## Written task
Can you write out the whole listing exactly?

## Stored data entries
_ _ _ _ _

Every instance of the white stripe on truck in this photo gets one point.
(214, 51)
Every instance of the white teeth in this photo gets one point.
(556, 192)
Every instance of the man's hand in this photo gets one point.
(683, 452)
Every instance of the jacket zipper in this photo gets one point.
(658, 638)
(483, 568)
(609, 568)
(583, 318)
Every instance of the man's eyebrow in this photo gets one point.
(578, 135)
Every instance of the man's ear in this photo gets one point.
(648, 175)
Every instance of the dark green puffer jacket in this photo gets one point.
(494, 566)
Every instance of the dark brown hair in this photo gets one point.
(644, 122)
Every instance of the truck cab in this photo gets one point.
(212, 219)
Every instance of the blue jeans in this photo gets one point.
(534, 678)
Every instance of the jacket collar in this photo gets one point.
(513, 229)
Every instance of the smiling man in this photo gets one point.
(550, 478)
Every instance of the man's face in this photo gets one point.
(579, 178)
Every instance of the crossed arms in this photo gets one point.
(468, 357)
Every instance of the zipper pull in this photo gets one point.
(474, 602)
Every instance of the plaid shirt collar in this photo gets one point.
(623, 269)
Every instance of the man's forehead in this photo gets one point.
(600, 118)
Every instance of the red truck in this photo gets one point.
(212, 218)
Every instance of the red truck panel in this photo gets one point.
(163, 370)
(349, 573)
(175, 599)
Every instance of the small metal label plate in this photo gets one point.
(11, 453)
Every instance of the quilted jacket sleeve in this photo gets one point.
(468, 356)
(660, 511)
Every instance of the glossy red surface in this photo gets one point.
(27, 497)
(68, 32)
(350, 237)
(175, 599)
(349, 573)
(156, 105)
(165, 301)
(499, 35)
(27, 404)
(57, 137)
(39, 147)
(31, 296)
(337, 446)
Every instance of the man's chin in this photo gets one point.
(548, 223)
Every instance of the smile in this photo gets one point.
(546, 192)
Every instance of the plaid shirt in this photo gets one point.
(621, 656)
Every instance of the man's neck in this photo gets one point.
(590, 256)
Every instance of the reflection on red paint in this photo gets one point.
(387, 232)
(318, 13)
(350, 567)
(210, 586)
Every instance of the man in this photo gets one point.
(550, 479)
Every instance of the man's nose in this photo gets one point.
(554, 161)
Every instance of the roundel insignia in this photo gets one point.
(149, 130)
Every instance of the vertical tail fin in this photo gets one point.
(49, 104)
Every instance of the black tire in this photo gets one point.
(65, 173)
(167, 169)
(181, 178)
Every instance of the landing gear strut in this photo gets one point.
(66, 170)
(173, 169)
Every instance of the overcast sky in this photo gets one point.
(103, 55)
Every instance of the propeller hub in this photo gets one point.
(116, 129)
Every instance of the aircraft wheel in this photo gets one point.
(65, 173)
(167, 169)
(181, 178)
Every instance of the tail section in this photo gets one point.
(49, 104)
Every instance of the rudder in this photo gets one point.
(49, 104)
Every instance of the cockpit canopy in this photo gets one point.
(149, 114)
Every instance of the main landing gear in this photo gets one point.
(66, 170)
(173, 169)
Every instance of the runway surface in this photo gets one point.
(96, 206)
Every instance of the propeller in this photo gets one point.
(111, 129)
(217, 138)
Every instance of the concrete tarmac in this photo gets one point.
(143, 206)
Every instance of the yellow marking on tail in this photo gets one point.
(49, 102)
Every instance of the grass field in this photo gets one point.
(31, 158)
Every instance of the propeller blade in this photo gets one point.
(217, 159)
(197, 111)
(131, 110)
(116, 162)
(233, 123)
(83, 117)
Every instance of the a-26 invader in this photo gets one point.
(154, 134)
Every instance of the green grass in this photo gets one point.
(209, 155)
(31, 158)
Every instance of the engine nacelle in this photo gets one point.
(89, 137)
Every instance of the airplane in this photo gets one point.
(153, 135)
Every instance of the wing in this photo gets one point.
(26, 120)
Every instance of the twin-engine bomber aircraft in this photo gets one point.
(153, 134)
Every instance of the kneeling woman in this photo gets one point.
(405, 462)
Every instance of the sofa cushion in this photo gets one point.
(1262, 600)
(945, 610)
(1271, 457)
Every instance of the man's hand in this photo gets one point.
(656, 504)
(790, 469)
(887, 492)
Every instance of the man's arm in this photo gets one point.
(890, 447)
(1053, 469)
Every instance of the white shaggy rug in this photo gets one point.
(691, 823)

_ _ _ _ _

## The output
Every instance of the white stripe on truck in this photo gets one point.
(214, 51)
Every instance of the white teeth in this photo gets one point.
(556, 192)
Every instance of the man's hand in this photo gets one point.
(683, 452)
Every instance of the jacket zipper in this photo gets one point.
(658, 638)
(483, 568)
(609, 568)
(583, 318)
Every instance of the man's eyebrow in this photo gets one point.
(578, 135)
Every instance of the man's ear in this photo gets one point.
(648, 175)
Every instance of the dark green puffer jacket in this photo gets one point.
(494, 566)
Every instance of the dark brown hair in this photo gets one point.
(644, 122)
Every instance of the truck cab in this photo gets one point.
(212, 219)
Every instance of the blue jeans in this photo gets one point.
(534, 678)
Every instance of the jacket collar in this photo gets one point.
(513, 229)
Every instance of the smiling man in this photo gets one point.
(550, 478)
Every instance of the man's face in this photo gets one point.
(579, 178)
Every instance of the crossed arms in this photo gets one point.
(468, 357)
Every instance of the zipper pull in this photo gets one point.
(474, 602)
Every instance of the plaid shirt collar in this photo gets one point.
(623, 269)
Every instance of the man's forehead in this photo gets one point.
(600, 118)
Every instance of the red truck in this photo gets one point.
(212, 218)
Every instance of the red truck panel in this photo gets one point.
(163, 370)
(349, 573)
(175, 599)
Every instance of the small metal label plate in this photo gets one point.
(11, 453)
Every instance of the quilted jacket sleeve in this photo gets one point.
(468, 356)
(660, 511)
Every instance of the glossy red surface in this photo gets one point.
(27, 497)
(68, 32)
(350, 237)
(175, 599)
(349, 573)
(156, 105)
(165, 301)
(499, 35)
(27, 404)
(57, 137)
(39, 147)
(31, 296)
(337, 446)
Every instance of the man's chin in this photo gets one point.
(548, 223)
Every instance of the smile in this photo gets one point.
(546, 192)
Every instance of the plaid shirt in this photo gets one point.
(621, 656)
Every instance of the man's neck in this photo gets one point.
(590, 256)
Every instance of the reflection on red paint in this photo gets one point.
(387, 232)
(318, 13)
(350, 567)
(210, 586)
Every instance of the man in this photo gets one point.
(550, 479)
Every instance of the man's nose in this photo gets one point.
(554, 161)
Every instance of the roundel insignia in this photo gets one point.
(149, 130)
Every instance of the vertical tail fin in this photo gets one point.
(49, 104)
Every instance of the black tire in this photo gets one point.
(65, 173)
(167, 169)
(181, 178)
Every instance of the landing gear strut in this photo gets one point.
(66, 170)
(173, 169)
Every instance of the overcast sky in this photo gets one point.
(103, 55)
Every instance of the propeller hub in this photo gets one point.
(116, 129)
Every instance of the aircraft wheel in this photo gets one point.
(65, 173)
(167, 169)
(181, 178)
Every instance of the tail section in this photo gets one point.
(49, 104)
Every instance of the rudder in this photo gets one point.
(49, 104)
Every instance of the cockpit canopy in this photo gets one point.
(149, 114)
Every instance of the main landing gear in this photo gets one point.
(66, 170)
(173, 169)
Every instance of the runway surface in this photo gets one point.
(96, 206)
Every instance of the propeller in this photo gets one point.
(111, 129)
(217, 138)
Every instance of the concrete tarmac in this photo gets one point.
(143, 206)
Every instance of the yellow marking on tail in this photo gets one point.
(49, 102)
Every instance of the grass field in this photo gets one point.
(31, 158)
Every instance of the propeller blade in this photo gets one point.
(217, 159)
(197, 111)
(131, 110)
(116, 162)
(233, 123)
(83, 117)
Every instance of the a-26 invader in this photo gets one point.
(154, 134)
Every instance of the green grass in this photo gets one point.
(209, 155)
(31, 158)
Every instance of the engine nacelle in this photo gets one point.
(89, 137)
Every instance of the airplane in this photo gets one point.
(153, 135)
Every instance of the wing in this photo gets one point.
(26, 120)
Every instance of the twin-engine bomber aircraft in this photo gets one point.
(153, 134)
Every instance of the kneeling woman in this photo gets one point.
(405, 462)
Every instance of the sofa cushion in this photo gets one point.
(1262, 600)
(945, 610)
(1271, 457)
Every instance of the man's hand in this photo gets one point.
(656, 504)
(790, 469)
(887, 492)
Every instance of the man's arm in this photo gets one point.
(890, 447)
(1053, 469)
Every instance of the white shaggy rug in this photo gets one point.
(691, 823)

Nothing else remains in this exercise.